What to produce: Give again, word for word, only the lines from the one containing "TARGET = ribbed metal panel" through the final line.

Exercise input:
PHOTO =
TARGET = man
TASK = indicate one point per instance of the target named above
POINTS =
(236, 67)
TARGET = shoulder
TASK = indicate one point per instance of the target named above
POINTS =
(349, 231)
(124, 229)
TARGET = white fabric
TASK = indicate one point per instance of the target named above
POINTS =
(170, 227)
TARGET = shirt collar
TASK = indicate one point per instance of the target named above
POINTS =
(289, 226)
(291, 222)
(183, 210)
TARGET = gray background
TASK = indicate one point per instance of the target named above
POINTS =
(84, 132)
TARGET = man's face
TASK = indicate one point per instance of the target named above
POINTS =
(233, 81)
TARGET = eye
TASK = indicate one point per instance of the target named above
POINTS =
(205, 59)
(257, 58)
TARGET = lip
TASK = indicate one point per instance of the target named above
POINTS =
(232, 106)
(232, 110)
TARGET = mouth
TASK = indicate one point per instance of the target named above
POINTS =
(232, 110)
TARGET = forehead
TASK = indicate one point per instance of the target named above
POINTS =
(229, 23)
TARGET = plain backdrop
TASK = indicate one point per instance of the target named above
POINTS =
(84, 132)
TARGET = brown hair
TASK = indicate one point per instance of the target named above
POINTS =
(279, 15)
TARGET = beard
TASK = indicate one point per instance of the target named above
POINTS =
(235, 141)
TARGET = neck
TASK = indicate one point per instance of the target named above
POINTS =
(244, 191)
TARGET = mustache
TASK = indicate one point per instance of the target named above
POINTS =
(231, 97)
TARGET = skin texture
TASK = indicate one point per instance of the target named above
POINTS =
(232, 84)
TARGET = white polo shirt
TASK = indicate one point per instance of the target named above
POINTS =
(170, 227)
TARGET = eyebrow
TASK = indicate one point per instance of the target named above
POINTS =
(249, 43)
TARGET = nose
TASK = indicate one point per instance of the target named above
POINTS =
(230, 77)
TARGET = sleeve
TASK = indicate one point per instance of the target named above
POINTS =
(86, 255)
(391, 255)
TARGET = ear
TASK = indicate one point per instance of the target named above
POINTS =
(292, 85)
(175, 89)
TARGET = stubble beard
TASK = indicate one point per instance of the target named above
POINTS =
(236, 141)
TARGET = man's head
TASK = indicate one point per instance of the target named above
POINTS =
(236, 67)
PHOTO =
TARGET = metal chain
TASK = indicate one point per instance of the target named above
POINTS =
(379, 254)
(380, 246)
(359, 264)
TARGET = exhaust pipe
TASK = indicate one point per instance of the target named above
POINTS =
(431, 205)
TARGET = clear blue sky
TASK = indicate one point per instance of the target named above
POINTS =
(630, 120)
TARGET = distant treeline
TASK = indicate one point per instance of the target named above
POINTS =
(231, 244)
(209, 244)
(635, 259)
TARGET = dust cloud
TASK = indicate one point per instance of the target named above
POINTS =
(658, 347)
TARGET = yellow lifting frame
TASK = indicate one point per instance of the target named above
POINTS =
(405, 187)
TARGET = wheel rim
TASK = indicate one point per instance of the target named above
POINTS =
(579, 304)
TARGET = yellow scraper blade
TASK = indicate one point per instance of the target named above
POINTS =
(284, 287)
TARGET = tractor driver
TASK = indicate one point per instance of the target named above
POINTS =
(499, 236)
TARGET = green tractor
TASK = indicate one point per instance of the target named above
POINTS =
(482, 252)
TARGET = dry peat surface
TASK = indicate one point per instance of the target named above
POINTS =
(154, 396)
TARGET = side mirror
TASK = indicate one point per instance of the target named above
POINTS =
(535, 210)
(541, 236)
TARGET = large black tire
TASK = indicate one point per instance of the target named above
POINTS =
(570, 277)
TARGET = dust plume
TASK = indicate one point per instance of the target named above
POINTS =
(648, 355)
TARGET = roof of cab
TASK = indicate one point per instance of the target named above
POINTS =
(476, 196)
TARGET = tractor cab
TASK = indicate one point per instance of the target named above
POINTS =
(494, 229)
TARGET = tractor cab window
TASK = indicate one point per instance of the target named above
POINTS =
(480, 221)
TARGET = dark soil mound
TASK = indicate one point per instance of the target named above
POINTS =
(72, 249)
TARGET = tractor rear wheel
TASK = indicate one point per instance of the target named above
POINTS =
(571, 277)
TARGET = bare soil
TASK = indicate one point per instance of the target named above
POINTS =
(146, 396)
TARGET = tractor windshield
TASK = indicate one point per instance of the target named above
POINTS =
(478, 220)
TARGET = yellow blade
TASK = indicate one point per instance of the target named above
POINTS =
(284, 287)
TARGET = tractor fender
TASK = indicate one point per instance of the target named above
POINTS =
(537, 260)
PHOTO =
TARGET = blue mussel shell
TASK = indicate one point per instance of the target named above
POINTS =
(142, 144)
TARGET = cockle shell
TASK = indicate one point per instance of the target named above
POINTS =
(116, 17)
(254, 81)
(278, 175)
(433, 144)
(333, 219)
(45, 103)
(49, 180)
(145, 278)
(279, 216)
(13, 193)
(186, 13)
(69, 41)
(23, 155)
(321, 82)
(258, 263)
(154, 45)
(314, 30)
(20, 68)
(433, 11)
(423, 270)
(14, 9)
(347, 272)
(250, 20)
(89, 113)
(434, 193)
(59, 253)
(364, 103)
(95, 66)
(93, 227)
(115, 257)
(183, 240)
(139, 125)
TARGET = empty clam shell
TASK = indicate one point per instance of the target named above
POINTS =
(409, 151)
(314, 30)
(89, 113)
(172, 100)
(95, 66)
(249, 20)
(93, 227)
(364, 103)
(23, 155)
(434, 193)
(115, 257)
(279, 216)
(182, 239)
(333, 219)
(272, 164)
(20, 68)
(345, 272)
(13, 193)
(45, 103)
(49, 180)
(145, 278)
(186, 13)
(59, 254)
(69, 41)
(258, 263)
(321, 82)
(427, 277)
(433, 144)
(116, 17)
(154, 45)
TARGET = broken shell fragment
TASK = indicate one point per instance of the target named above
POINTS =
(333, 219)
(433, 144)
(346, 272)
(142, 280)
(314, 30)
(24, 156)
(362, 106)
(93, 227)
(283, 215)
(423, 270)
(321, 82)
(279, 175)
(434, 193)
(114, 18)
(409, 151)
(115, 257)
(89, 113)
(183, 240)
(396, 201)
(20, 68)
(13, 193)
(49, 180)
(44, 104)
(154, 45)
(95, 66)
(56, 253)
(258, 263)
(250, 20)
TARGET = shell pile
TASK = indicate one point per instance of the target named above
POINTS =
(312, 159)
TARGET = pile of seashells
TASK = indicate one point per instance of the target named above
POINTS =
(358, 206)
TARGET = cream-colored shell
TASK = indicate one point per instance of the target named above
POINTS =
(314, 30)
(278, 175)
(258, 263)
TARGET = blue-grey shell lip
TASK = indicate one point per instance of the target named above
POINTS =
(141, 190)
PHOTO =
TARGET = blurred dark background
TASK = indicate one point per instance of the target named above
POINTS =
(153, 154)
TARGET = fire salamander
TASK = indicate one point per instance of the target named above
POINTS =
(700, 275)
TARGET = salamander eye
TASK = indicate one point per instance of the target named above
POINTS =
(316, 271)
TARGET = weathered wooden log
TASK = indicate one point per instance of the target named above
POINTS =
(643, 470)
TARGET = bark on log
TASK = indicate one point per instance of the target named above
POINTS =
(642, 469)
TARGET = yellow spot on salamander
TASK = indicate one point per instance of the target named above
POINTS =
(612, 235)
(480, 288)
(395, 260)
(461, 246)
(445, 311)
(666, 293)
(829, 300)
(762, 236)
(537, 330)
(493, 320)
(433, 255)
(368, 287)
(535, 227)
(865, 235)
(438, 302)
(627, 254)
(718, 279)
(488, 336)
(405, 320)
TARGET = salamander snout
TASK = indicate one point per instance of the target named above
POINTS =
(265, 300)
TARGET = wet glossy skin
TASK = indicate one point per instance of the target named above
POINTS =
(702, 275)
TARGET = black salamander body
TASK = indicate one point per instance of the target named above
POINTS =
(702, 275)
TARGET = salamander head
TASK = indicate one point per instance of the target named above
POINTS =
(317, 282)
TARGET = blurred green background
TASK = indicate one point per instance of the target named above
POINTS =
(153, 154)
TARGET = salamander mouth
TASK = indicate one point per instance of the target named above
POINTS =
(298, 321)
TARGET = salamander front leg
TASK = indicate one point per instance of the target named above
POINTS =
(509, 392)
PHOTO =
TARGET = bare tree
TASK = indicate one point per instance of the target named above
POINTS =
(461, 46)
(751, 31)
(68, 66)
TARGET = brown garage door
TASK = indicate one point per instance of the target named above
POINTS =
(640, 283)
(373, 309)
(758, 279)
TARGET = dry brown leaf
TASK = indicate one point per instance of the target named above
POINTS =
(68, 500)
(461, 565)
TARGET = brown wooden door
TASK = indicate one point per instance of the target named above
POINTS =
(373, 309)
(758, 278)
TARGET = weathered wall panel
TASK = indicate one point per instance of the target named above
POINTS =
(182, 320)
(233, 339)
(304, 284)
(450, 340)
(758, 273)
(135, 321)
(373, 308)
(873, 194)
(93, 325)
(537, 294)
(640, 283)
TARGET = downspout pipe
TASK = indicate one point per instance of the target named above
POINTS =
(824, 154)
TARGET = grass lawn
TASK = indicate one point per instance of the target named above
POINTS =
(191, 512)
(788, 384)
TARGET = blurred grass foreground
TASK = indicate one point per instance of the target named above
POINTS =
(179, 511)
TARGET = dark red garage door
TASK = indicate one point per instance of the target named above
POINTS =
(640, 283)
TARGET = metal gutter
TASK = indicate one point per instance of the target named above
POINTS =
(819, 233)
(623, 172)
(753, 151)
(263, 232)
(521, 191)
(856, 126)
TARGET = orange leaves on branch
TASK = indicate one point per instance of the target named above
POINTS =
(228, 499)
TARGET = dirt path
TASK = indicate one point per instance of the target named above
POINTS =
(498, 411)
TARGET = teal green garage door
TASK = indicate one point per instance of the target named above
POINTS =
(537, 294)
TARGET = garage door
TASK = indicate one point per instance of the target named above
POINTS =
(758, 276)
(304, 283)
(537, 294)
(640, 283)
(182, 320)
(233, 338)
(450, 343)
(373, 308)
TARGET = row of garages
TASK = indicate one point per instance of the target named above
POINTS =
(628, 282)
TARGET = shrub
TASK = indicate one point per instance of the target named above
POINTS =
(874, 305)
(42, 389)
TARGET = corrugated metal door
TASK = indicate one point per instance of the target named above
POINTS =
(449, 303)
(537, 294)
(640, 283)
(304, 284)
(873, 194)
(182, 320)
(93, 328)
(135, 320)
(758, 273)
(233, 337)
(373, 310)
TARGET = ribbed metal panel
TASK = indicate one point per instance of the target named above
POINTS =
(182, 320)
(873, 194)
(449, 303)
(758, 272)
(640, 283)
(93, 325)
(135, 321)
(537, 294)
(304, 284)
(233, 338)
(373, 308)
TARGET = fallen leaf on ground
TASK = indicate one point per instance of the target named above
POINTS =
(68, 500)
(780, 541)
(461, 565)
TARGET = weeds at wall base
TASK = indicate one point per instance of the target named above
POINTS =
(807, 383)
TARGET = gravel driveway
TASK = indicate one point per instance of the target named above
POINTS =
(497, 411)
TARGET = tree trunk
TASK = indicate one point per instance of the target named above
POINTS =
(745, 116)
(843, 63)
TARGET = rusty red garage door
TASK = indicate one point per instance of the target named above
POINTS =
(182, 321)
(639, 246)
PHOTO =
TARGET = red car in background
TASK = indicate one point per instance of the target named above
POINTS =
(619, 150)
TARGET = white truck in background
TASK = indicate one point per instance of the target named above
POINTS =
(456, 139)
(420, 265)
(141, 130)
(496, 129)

Reply:
TARGET = ribbed metal panel
TASK = indicate one point per instance of the target named above
POINTS =
(182, 320)
(873, 194)
(449, 303)
(758, 272)
(640, 283)
(93, 325)
(135, 321)
(537, 294)
(304, 284)
(233, 338)
(373, 308)
TARGET = fallen leaf on ground
TASK = indicate one point per instance of the target named above
POINTS =
(68, 500)
(780, 541)
(461, 565)
TARGET = weeds at wall base
TASK = indicate one point per instance of the target named above
POINTS =
(807, 383)
TARGET = gravel driveway
TASK = indicate one point per instance of the target named above
POINTS =
(497, 411)
TARGET = tree trunk
TASK = indicate one point per instance of the target named above
POINTS =
(745, 116)
(843, 63)
TARGET = rusty red garage door
TASK = indicate one point per instance of the target named above
POINTS =
(182, 321)
(639, 246)
PHOTO =
TARGET = red car in background
TASK = indicate one point per instance of the target named above
POINTS =
(619, 150)
TARGET = white truck in background
TASK = indicate one point per instance of the target named above
POINTS =
(456, 139)
(420, 265)
(141, 130)
(496, 129)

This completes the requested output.